* [Task description] Rewrite the rows below as a JSON list of strings, one string per line, with blank lines omitted. Leave the pictures out of the answer.

* [Dataset records]

........

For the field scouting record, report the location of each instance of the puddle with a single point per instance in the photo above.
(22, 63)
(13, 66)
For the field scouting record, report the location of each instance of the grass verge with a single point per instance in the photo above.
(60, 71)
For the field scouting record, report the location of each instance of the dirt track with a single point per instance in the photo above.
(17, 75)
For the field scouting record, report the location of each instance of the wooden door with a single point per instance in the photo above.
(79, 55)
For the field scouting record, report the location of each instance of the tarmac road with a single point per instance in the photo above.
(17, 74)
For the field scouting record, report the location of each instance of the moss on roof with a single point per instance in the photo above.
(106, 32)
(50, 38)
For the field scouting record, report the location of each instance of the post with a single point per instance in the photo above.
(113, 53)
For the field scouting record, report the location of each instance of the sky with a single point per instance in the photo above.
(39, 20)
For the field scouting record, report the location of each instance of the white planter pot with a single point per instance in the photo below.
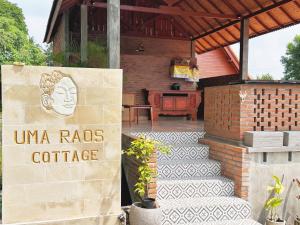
(268, 222)
(142, 216)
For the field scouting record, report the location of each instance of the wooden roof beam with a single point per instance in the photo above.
(166, 10)
(249, 11)
(232, 8)
(222, 37)
(220, 11)
(285, 12)
(205, 20)
(268, 8)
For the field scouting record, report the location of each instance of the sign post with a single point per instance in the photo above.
(61, 145)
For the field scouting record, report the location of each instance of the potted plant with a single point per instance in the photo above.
(297, 220)
(145, 212)
(274, 202)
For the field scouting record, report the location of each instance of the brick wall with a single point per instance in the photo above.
(265, 107)
(235, 162)
(131, 165)
(58, 39)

........

* [Complete answer]
[
  "For the field scouting record, report the location of each instance of the puddle with a single point per instance in the photo above.",
  "(22, 63)",
  "(13, 66)",
  "For the field scouting record, report the location of each instance of the grass verge with a single point per instance in the photo above.",
  "(60, 71)",
  "For the field scouting record, report the location of each instance of the dirt track with a single point per instance in the photo above.",
  "(17, 75)",
  "For the field scouting record, report the location of each instance of the wooden door with a single point per instance in the photo above.",
  "(79, 55)",
  "For the field scouting record, report the location of each instance of the tarmac road with a single point per instance in the photo above.",
  "(17, 74)",
  "For the field scouting record, report the location of each instance of the moss on roof with a single point per instance in the photo above.",
  "(106, 32)",
  "(50, 38)",
  "For the field scouting record, report the location of each instance of the post with a single point per instance in the photo above.",
  "(113, 53)",
  "For the field scouting record, report the location of each instance of the sky with a single point per instance in the photo above.",
  "(39, 20)",
  "For the field scouting record, report the location of each instance of the white planter pot with a single point per instance in the photo below.",
  "(268, 222)",
  "(142, 216)",
  "For the field scouting record, report the location of each instance of the wooden roof beam with a single point per instance in the photo above.",
  "(166, 10)",
  "(249, 11)",
  "(232, 8)",
  "(222, 37)",
  "(220, 11)",
  "(285, 12)",
  "(205, 20)",
  "(268, 8)",
  "For the field scouting record, report the location of each instance of the sign post with a single point per instance in the photo above.",
  "(61, 145)",
  "For the field scouting record, report the location of each instance of the potted plant with a single point per instance in the photo above.",
  "(297, 220)",
  "(145, 212)",
  "(274, 202)",
  "For the field scouting record, report the location of each instance of the brick wall with a single point per instance in the photo above.",
  "(265, 107)",
  "(235, 162)",
  "(131, 165)",
  "(58, 39)"
]